» Extracted data
______

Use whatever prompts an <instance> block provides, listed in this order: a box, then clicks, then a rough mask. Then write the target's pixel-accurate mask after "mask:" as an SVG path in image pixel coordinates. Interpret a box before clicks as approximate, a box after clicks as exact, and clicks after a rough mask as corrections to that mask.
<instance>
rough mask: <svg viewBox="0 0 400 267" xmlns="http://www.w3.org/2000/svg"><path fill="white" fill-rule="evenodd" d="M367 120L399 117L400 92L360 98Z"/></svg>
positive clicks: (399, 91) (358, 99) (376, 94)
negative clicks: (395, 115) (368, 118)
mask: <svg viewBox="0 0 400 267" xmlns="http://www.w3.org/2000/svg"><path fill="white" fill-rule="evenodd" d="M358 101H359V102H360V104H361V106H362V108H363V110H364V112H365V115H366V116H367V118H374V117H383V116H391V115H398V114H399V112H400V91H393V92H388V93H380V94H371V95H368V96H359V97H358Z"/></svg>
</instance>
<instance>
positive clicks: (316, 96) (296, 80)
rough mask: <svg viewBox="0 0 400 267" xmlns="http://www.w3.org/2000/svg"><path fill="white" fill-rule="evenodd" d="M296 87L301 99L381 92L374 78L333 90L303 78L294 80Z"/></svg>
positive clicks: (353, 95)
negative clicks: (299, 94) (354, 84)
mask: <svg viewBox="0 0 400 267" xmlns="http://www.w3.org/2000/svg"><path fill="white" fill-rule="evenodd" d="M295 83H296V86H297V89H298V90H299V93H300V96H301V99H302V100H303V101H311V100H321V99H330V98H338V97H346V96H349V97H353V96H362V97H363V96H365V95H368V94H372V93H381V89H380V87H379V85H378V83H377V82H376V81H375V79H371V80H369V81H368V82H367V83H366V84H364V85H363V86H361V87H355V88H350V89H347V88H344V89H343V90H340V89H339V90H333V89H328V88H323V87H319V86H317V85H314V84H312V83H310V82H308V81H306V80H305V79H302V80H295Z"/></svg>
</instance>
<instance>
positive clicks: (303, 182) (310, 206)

______

» About this exercise
Rewrite the stretch from the start of the lines above through the one containing "positive clicks: (399, 91)" as a JSON list of strings, with one string per line and blank lines omitted.

» Solution below
[
  "Use whatever prompts an <instance> block provides, listed in this order: a box, then clicks, then a rough mask. Then write the target's pixel-accurate mask after \"mask:\" as an SVG path in image pixel coordinates. Interpret a box before clicks as approximate, a box after clicks as exact, and clicks after a rough mask as corrections to that mask.",
  "<instance>",
  "rough mask: <svg viewBox=\"0 0 400 267\" xmlns=\"http://www.w3.org/2000/svg\"><path fill=\"white\" fill-rule=\"evenodd\" d=\"M367 120L399 117L400 92L360 98Z\"/></svg>",
  "positive clicks: (399, 91) (358, 99) (376, 94)"
]